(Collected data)

* * *

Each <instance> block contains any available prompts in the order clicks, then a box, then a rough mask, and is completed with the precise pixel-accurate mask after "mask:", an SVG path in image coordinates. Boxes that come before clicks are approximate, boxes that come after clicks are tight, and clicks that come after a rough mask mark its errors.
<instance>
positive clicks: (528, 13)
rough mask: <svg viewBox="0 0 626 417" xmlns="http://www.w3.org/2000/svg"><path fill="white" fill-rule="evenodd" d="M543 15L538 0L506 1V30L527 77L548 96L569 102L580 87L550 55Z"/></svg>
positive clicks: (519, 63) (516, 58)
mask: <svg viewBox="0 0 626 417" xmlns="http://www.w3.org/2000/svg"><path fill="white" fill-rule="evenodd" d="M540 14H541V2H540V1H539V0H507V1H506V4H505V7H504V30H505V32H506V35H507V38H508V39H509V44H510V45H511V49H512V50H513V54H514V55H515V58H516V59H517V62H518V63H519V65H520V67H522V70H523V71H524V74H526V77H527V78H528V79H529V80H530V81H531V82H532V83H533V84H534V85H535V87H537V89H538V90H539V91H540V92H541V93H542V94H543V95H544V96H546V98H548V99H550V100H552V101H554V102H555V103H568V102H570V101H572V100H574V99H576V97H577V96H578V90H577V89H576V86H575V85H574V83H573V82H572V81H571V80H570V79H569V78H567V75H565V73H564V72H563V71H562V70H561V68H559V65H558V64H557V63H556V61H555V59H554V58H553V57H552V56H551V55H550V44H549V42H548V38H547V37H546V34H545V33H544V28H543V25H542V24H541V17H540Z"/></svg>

* * *

§ EXERCISE
Every line that contains the string "rough" should be returned from the data.

§ RESULT OF THE TASK
Each <instance> block contains any available prompts in the order clicks, then a box, then a rough mask, and is completed with the precise pixel-accurate mask after "mask:", an SVG path in image coordinates. Boxes that come before clicks are approximate, boxes that come after clicks are tight, and clicks that come after a rough mask mark its errors.
rough mask: <svg viewBox="0 0 626 417" xmlns="http://www.w3.org/2000/svg"><path fill="white" fill-rule="evenodd" d="M543 15L538 0L506 1V30L527 77L548 96L569 102L580 87L550 55Z"/></svg>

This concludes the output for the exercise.